Turn the data below into a Markdown table with two columns, Row and Line. Give each line its own numbered row and leave out blank lines.

___ Given entries ___

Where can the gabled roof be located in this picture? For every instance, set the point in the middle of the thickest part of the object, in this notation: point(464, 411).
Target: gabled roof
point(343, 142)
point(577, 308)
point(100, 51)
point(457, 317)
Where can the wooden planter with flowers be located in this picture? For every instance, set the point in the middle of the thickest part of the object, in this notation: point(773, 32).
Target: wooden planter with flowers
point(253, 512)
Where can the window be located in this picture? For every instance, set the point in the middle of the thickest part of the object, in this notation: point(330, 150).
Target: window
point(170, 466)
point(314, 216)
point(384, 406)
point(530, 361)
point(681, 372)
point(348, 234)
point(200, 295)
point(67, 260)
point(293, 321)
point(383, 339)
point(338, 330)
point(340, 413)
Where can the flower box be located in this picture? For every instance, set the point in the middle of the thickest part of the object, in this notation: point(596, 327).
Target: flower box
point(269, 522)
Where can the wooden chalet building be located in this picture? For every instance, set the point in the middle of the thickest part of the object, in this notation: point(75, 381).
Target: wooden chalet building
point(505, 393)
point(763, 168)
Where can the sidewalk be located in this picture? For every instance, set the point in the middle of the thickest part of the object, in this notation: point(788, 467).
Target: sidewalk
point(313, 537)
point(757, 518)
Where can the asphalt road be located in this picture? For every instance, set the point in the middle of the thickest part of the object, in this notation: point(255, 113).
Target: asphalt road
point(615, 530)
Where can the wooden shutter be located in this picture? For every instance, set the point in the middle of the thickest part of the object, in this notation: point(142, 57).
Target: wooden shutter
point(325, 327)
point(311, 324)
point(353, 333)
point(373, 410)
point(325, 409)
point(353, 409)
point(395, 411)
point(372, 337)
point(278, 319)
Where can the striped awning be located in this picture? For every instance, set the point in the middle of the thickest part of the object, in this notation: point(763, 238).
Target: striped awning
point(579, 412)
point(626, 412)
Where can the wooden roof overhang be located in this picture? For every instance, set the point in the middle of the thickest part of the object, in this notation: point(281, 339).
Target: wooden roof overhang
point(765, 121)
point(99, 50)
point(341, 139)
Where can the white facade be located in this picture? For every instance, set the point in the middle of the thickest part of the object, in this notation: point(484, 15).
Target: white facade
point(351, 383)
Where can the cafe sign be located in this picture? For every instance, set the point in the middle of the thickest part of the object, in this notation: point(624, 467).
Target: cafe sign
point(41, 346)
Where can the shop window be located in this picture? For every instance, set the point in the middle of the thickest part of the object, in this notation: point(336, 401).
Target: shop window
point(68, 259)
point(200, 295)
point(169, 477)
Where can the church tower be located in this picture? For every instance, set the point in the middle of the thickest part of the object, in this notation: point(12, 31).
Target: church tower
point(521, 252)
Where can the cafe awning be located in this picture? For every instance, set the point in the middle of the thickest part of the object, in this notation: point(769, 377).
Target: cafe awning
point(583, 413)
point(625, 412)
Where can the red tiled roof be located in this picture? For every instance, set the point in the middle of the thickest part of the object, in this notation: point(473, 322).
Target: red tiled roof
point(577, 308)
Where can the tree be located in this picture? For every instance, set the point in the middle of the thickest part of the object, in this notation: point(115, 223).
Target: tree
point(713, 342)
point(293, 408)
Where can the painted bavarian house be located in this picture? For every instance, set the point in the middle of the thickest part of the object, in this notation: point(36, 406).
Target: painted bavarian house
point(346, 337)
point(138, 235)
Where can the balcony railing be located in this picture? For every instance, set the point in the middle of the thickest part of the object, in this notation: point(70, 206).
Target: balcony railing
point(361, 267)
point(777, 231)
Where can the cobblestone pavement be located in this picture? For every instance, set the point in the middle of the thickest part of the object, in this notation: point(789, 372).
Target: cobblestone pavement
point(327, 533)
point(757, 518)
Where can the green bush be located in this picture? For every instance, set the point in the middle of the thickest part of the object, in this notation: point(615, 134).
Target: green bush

___

Output for this task
| Row | Line |
|---|---|
| 1 | Where can the gabled roof be located in this picture? For every instance, set the point in the middle of the thickest part of the object, in this notation: point(464, 411). |
| 2 | Target: gabled roof |
| 3 | point(343, 142) |
| 4 | point(577, 308) |
| 5 | point(100, 51) |
| 6 | point(457, 317) |
| 7 | Where can the wooden planter with flowers be located in this picture? For every instance, set the point in the middle of the thickest part of the object, in this notation: point(773, 32). |
| 8 | Target: wooden planter with flowers |
| 9 | point(253, 512) |
| 10 | Where can the window be located in this picture? For every instance, set the point in the middle of the thickest part of the object, in this notation: point(330, 150). |
| 11 | Target: window |
| 12 | point(170, 466) |
| 13 | point(314, 216) |
| 14 | point(384, 406) |
| 15 | point(530, 361) |
| 16 | point(681, 372) |
| 17 | point(348, 234) |
| 18 | point(200, 295) |
| 19 | point(67, 260) |
| 20 | point(293, 321) |
| 21 | point(383, 339) |
| 22 | point(338, 330) |
| 23 | point(340, 413) |
| 24 | Where can the flower box be located in this picture? For every instance, set the point in the middle of the thickest part of the object, in this notation: point(596, 327). |
| 25 | Target: flower box |
| 26 | point(269, 522) |
| 27 | Where can the wooden chalet building be located in this picture? For every instance, set the point in the middle of the thickest part of the object, in this notation: point(75, 381). |
| 28 | Target: wooden chalet building |
| 29 | point(505, 393) |
| 30 | point(763, 168) |
| 31 | Where can the sidewalk be located in this picture? For every instance, set the point in the middle of the thickest part of the object, in this notation: point(788, 467). |
| 32 | Target: sidewalk |
| 33 | point(313, 537) |
| 34 | point(757, 518) |
| 35 | Where can the asphalt road be located in this picture? For every instance, set the point in the middle of the thickest part of the object, in this notation: point(255, 113). |
| 36 | Target: asphalt road |
| 37 | point(615, 530) |
| 38 | Where can the wooden shutter be located in this picture? For every instance, set the point in the middle of the thickest part of the object, in this notation: point(142, 57). |
| 39 | Target: wooden shutter |
| 40 | point(325, 327) |
| 41 | point(311, 324) |
| 42 | point(353, 333) |
| 43 | point(373, 410) |
| 44 | point(325, 409) |
| 45 | point(353, 409) |
| 46 | point(395, 411) |
| 47 | point(372, 337) |
| 48 | point(278, 319) |
| 49 | Where can the striped awning be located in this picture? For every instance, set the point in the middle of the thickest part of the object, in this notation: point(763, 238). |
| 50 | Target: striped awning |
| 51 | point(579, 412) |
| 52 | point(626, 412) |
| 53 | Where can the wooden roof overhang be located in this picture? For every instance, set the point in the middle of the thickest part of the object, in this notation: point(281, 339). |
| 54 | Target: wooden roof overhang |
| 55 | point(765, 121) |
| 56 | point(99, 50) |
| 57 | point(341, 139) |
| 58 | Where can the white facade be located in this picture? For every instance, set the point in the middle of the thickest part of the object, in this notation: point(484, 15). |
| 59 | Target: white facade |
| 60 | point(351, 383) |
| 61 | Where can the cafe sign be located in this picture? For every instance, set the point in the middle of the thickest part of the object, in this notation: point(624, 467). |
| 62 | Target: cafe sign |
| 63 | point(41, 346) |
| 64 | Where can the shop window be located in this picture? For every instance, set the point in the middle of the thickest part of the object, in this notation: point(336, 401). |
| 65 | Target: shop window |
| 66 | point(68, 259) |
| 67 | point(200, 295) |
| 68 | point(169, 477) |
| 69 | Where can the church tower be located in this picture? For every instance, set the point in the middle of the thickest part of the object, in this notation: point(12, 31). |
| 70 | Target: church tower |
| 71 | point(521, 252) |
| 72 | Where can the cafe awning be located in this picture? For every instance, set the point in the middle of the thickest part of the object, in this notation: point(769, 377). |
| 73 | Target: cafe awning |
| 74 | point(583, 413) |
| 75 | point(625, 412) |
| 76 | Where can the red tiled roof be located in this picture? For every instance, set the point in the middle of the thickest part of the object, in this notation: point(473, 322). |
| 77 | Target: red tiled roof |
| 78 | point(577, 308) |
| 79 | Where can the tree be located in this picture? For every instance, set the point in the middle of the thickest part of the object, in this notation: point(115, 223). |
| 80 | Target: tree |
| 81 | point(713, 342) |
| 82 | point(293, 408) |
| 83 | Where can the painted bavarian house be located in this picture? For every instance, set the point in the middle of the thickest part of the object, in this notation: point(36, 406). |
| 84 | Target: painted bavarian house |
| 85 | point(346, 337) |
| 86 | point(138, 235) |
| 87 | Where can the balcony railing be located in this picture? For every instance, set the point in the middle of the thickest part of the object, in this notation: point(70, 206). |
| 88 | Target: balcony railing |
| 89 | point(361, 267) |
| 90 | point(777, 231) |
| 91 | Where can the cobblestone pavement be located in this picture? For every instance, set the point in the middle of the thickest part of the object, in this notation: point(789, 372). |
| 92 | Target: cobblestone pavement |
| 93 | point(327, 533) |
| 94 | point(757, 518) |
| 95 | Where can the green bush be located in this picture? For every instance, set the point in the middle of the thickest part of the object, in this notation: point(615, 134). |
| 96 | Target: green bush |